**Records supplied**
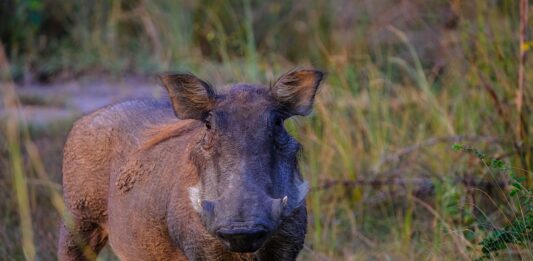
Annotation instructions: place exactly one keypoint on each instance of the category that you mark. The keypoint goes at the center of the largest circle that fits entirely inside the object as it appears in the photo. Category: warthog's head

...

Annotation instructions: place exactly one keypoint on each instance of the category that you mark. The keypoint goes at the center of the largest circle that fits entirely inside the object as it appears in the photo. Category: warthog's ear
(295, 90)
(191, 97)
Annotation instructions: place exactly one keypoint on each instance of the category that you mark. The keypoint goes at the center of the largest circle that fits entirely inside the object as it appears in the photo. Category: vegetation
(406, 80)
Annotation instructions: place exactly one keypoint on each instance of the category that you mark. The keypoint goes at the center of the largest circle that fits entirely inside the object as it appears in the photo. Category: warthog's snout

--

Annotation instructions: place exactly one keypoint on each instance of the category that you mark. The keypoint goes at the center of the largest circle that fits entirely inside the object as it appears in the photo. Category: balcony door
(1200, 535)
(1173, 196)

**Directive**
Return the rows from the line that contains "photo. Category: vegetation" through the line that contains "Category: warthog's snout", both included, without changing a character.

**Task output**
Annotation instructions: place exactly one keypoint on each instance of the category that you mark. The keypoint goes at the center of the largest circle that fits entirely inside the object as it appears in the photo. Category: vegetation
(406, 80)
Annotation instructions: place exactly one keypoint on each instance of the category that you mark. The keypoint goes at the center of the largest circle that fits entirely inside the object as it appears in the photo. Category: warthog's snout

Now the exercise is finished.